┏━━
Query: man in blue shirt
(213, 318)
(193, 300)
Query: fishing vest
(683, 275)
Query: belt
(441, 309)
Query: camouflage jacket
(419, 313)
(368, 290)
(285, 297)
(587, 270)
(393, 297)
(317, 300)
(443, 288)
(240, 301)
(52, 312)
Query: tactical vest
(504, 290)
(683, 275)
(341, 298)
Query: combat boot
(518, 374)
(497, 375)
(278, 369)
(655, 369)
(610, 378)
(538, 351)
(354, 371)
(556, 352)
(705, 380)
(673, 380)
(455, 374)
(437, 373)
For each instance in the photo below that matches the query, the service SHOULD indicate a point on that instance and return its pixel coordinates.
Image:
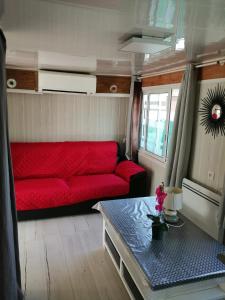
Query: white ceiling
(82, 35)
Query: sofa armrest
(126, 169)
(135, 175)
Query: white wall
(207, 153)
(66, 117)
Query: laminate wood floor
(63, 259)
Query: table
(183, 265)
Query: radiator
(201, 206)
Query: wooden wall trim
(26, 79)
(211, 72)
(204, 73)
(163, 79)
(105, 82)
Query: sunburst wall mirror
(212, 111)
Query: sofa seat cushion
(97, 186)
(34, 194)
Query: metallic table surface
(184, 255)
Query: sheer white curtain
(180, 145)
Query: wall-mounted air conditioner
(52, 81)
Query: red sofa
(61, 174)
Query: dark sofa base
(137, 189)
(54, 212)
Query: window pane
(175, 93)
(144, 121)
(157, 123)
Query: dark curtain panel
(135, 120)
(180, 144)
(10, 281)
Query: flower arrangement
(160, 197)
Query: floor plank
(63, 259)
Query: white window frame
(158, 90)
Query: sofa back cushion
(63, 159)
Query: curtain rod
(211, 62)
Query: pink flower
(160, 196)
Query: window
(158, 114)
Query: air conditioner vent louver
(66, 82)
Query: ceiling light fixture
(145, 45)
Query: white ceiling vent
(51, 81)
(145, 45)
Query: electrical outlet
(211, 175)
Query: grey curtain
(180, 145)
(10, 282)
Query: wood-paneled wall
(52, 117)
(208, 154)
(204, 73)
(163, 79)
(25, 79)
(105, 82)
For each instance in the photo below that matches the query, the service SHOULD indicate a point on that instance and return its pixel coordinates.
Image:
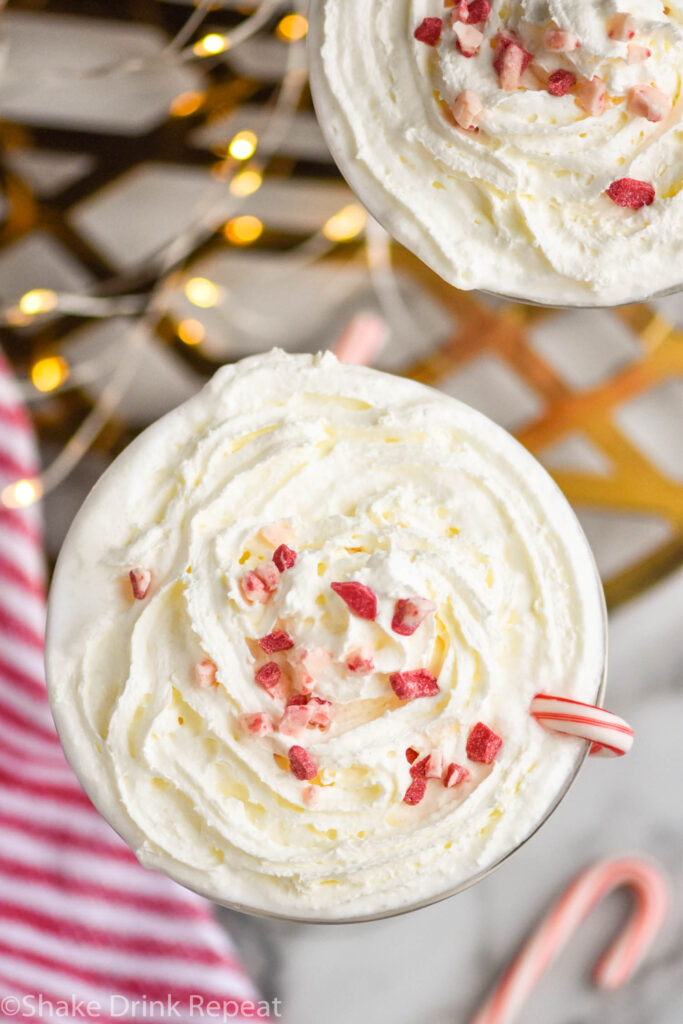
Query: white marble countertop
(437, 964)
┗━━
Copy the data word for word and omit every picture.

(Task answer)
Query: man in blue shirt
(213, 318)
(193, 300)
Query: fishing vest
(683, 275)
Query: belt
(441, 309)
Query: camouflage jacket
(419, 313)
(368, 290)
(285, 297)
(587, 270)
(393, 297)
(317, 300)
(443, 288)
(240, 301)
(52, 312)
Query: tactical vest
(504, 290)
(683, 275)
(341, 298)
Query: combat boot
(518, 374)
(497, 375)
(278, 369)
(655, 369)
(610, 378)
(538, 351)
(354, 371)
(556, 352)
(705, 380)
(673, 380)
(455, 374)
(437, 373)
For each instance in the photo below that matches the query, the service SHOULD indicate a point on that instance and return its pixel coordinates.
Image:
Query: white ceiling
(82, 35)
Query: sofa armrest
(126, 169)
(135, 175)
Query: white wall
(207, 153)
(66, 117)
Query: laminate wood floor
(63, 259)
Query: table
(183, 265)
Query: radiator
(201, 206)
Query: wooden wall trim
(26, 79)
(211, 72)
(204, 73)
(163, 79)
(105, 82)
Query: sunburst wall mirror
(212, 111)
Query: sofa seat cushion
(97, 186)
(34, 194)
Query: metallic table surface
(184, 255)
Query: sheer white curtain
(180, 145)
Query: wall-mounted air conditioner
(52, 81)
Query: red sofa
(61, 174)
Query: dark sofa base
(137, 189)
(54, 212)
Query: window pane
(175, 93)
(144, 121)
(157, 123)
Query: dark curtain panel
(135, 120)
(180, 144)
(10, 281)
Query: flower arrangement
(160, 197)
Query: floor plank
(63, 259)
Query: white window frame
(158, 90)
Query: sofa back cushion
(63, 159)
Query: curtain rod
(211, 62)
Query: pink flower
(160, 196)
Query: window
(158, 114)
Query: air conditioner vent louver
(66, 82)
Query: ceiling light fixture
(145, 45)
Query: white ceiling vent
(51, 81)
(145, 45)
Query: electrical outlet
(211, 175)
Query: grey curtain
(180, 145)
(10, 282)
Query: wood-paneled wall
(52, 117)
(208, 154)
(204, 73)
(163, 79)
(25, 79)
(105, 82)
For each instance in the photo below that matches the query, the service SHOULD indicate a point on that instance and return its pixel coordinates.
Image:
Query: white marble countertop
(437, 964)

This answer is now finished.